Gelet op voorgaande acht de rechtbank het onder 1 ten laste gelegde feit wettig en overtuigend bewezen.
Ten aanzien van feit 2
Aangeefster heeft verklaard dat ze tijdens de derde tussenstop half bovenop verdachte lag in de auto en dat ze met hem lag te knuffelen. Verdachte wilde lepeltje lepeltje liggen met haar. Ze ging terug naar haar eigen stoel en lag half te slapen. Verdachte probeerde achter haar te komen liggen. Ze zei dat dat niet lukte, maar hij zei dat hij dat ging doen en hij lag achter haar. Ze voelde dat verdachte haar met de tong probeerde te zoenen. Ze heeft gezegd dat hij moest ophouden, omdat vrienden zoiets niet doen. Aangeefster heeft verklaard dat verdachte haar jurkje en BH naar beneden deed en aan haar tepels likte. Hij zat op zijn knieën voor haar stoel. Ze zei dat hij op moest houden en lag nog half te slapen. Hij ging gewoon door. Verdachte zat met zijn vinger in haar vagina. Zij voelde dat en zei dat hij moest ophouden. Op het moment dat hij zijn broek naar beneden wilde doen en omhoog kwam, heeft ze hem weggeduwd. Ze besefte dat hij seks met haar wilde. Hij werd boos en zei dat ze altijd wilde neuken en nu niet. Vervolgens stapte verdachte uit de auto. Tijdens het politieverhoor heeft aangeefster gezegd dat ze, op het moment dat de politie kwam en aan haar vroeg of er meer gebeurd was, besefte dat er ook nog dingen waren gebeurd op seksueel gebied die ze niet wilde.
Verdachte heeft verklaard dat aangeefster op zijn schoot lag te slapen. Op een gegeven moment begonnen ze te zoenen en aan elkaar te zitten. Aangeefster vroeg zich af of vrienden dit wel deden. Hij heeft haar jurkje iets naar beneden gegaan en heeft haar borsten aangeraakt en daar een kusje op gegeven. Zij legde zijn hand op haar kont. Hij heeft haar jurkje weggeschoven en heeft haar gevingerd en gebeft. Toen hij met zijn piemel langs haar vagina ging, zei ze dat ze dat liever niet wilde. Hij is van haar af gegaan en heeft zich weer aangekleed.

OP TE LOSSEN OPGAVEN:
1. Vertaal de zin "Gelet op voorgaande acht de rechtbank het onder 1 ten laste gelegde feit wettig en overtuigend bewezen." uit de brontekst in het Engels.
2. Herhaal alstublieft letterlijk het stuk uit de brontekst tussen "Verdachte heeft verklaard" en "zich weer aangekleed.", beide inbegrepen.
Baseer je uitsluitend op de brontekst.

GEGEVENSREGELS:

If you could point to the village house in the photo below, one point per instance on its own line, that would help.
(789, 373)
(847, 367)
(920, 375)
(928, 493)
...
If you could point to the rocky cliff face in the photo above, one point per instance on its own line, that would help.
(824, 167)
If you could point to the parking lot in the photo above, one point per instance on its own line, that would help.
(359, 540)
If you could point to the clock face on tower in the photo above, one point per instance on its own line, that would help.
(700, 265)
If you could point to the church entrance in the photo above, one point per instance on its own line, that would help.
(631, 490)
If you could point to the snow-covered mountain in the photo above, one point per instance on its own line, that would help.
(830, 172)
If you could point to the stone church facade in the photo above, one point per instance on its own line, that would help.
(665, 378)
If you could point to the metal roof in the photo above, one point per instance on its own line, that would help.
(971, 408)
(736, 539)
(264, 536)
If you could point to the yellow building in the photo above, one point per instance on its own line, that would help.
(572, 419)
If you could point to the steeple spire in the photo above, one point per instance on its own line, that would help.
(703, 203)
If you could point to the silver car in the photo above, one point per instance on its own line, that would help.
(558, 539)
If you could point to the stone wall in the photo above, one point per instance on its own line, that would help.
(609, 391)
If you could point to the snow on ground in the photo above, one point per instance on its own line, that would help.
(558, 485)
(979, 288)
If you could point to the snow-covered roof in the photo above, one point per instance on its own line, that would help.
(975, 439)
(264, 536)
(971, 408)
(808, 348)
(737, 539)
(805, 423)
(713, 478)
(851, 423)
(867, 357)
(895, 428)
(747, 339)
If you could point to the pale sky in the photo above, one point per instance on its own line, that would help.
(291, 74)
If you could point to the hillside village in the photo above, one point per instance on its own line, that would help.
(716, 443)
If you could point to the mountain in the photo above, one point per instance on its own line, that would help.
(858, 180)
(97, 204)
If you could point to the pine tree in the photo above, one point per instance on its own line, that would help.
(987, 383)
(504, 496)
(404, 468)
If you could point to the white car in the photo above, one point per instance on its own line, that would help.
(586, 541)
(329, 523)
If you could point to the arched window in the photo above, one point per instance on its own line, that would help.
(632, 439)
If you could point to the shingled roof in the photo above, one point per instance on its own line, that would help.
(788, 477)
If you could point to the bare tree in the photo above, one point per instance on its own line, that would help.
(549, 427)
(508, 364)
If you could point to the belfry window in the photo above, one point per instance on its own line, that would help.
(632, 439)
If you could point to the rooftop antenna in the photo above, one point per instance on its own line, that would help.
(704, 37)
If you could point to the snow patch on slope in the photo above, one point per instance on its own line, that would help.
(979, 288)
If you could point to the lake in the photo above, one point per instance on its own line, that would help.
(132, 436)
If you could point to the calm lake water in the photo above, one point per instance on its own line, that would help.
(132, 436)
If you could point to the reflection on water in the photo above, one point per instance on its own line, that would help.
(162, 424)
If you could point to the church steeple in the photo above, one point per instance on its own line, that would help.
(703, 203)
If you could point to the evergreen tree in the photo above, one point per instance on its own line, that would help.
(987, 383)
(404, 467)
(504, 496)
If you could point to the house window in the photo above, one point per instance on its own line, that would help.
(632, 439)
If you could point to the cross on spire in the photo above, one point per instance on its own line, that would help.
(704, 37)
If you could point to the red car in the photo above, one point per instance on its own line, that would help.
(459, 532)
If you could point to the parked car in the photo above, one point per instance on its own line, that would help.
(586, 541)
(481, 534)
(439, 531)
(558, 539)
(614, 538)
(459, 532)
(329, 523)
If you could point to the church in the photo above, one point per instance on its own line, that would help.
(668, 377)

RESULTATEN VAN OPGAVEN:
1. In view of the foregoing, the court finds the offense charged under 1 legally and convincingly proven.

2.
Verdachte heeft verklaard dat aangeefster op zijn schoot lag te slapen. Op een gegeven moment begonnen ze te zoenen en aan elkaar te zitten. Aangeefster vroeg zich af of vrienden dit wel deden. Hij heeft haar jurkje iets naar beneden gegaan en heeft haar borsten aangeraakt en daar een kusje op gegeven. Zij legde zijn hand op haar kont. Hij heeft haar jurkje weggeschoven en heeft haar gevingerd en gebeft. Toen hij met zijn piemel langs haar vagina ging, zei ze dat ze dat liever niet wilde. Hij is van haar af gegaan en heeft zich weer aangekleed.